Extrait ->

Wallâda et Ibn Zaydûn, les amants de Cordoue

Jean-Léon Gérôme

Après trois ans de siège, durant lesquels les partisans de Sulaymân al-Musta’in portent la mort et la désolation sur les terres de sirop de rose et de confiture de cédrat, la ville est passée au fil de l’épée. 20.000 morts.

« Une Destinée injuste les a accablés : dispersés aux quatre vents, la plupart d’entre eux périrent.

Les coups du destin les ont frappés, tant dans leurs demeures que dans leur chair : rien des habitations ni des personnes ne fut épargné. »
Ibn Shuhayd

Ce massacre est la conséquence d’un désordre de succession. Les héritiers omeyyades du califat sont la proie de factions qui s’affrontent brutalement. Durant quelques années, le califat passe aux mains des uns et des autres. Puis la réalité du pouvoir de Cordoue sur l’ensemble d’al-Andalus s’éteint à jamais.

Alors, l’élite intellectuelle et artistique, qui a fondé les conditions d’existence matérielles et spirituelles d’une société avide de savoirs et de plaisirs, est sans ressources, puisque sans protecteur.

Problème A ->
Répondez aux questions suivantes à l'aide de l'extrait sur Cordoue.
(i) Pendant combien d'années le siège de la ville dure-t-il ?
(ii) Combien de morts le sac de la ville fait-il ?
(iii) De quoi le massacre est-il la conséquence ?
Problème B ->
Poursuivez l'extrait sur Cordoue à partir de sa dernière phrase, sur le même ton.

Informations extraites ->
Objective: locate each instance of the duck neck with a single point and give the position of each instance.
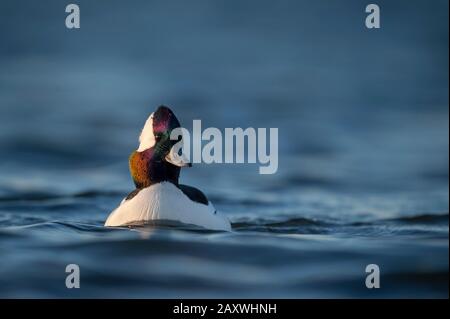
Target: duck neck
(146, 171)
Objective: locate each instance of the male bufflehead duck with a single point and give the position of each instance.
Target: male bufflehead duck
(158, 195)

Corrigé de l'exercice A ->
(i) Le siège dure trois ans.
(ii) Le sac de la ville fait 20.000 morts.
(iii) Le massacre est la conséquence d'un désordre de succession.

Corrigé de l'exercice B ->
« Dans la capitale, les belles-lettres furent réduites à l’état de vestiges, effacées ; l’obscurantisme régna ; les Cordouans délaissèrent le raffinement qui les avait rendus célèbres pour une criante vulgarité. »
Ibn Hayyân

Sur les ruines de la ville califale, les notables cordouans établissent un conseil de vizirs. Rapidement, Djahwar b. Muhammad, issu d’une prestigieuse famille, prend l’ascendant sur les autres membres. En 1031, sous les traits d’une oligarchie naît un royaume.

Jean-Léon Gérôme

Cependant, au sein d’une famille influente et distinguée, proche du pouvoir, naît Abû al-Walîd Ahmad b. ’Abd Allâh b. Ahmad b. Ghâlib b. Zaydûn, dit Ibn Zaydûn. Très cultivé, ambitieux plus encore, et poète mieux que la plupart des andalous, qui le sont presque tous, il œuvre à l’avènement de Djahwar.

De là, il devient vizir et ambassadeur. De caractère indomptable et vigoureux, très assuré de ses qualités, il frotte les susceptibilités et s’attire des jalousies. Cible toute désignée pour les cabales, il conserve néanmoins la confiance de Djahwar. Dans un premier temps.

Les véritables embêtements commencent avec Wallâda. Fille d’un éphémère calife de Cordoue, mort méprisé et empoisonné, elle est l’opposée exacte de son père.
Les avis sont unanimes. A une beauté saisissante, elle allie une intelligence remarquable et des talents artistiques singuliers. Le bémol est qu’elle est dotée d’à peu près le même caractère qu’Ibn Zaydûn.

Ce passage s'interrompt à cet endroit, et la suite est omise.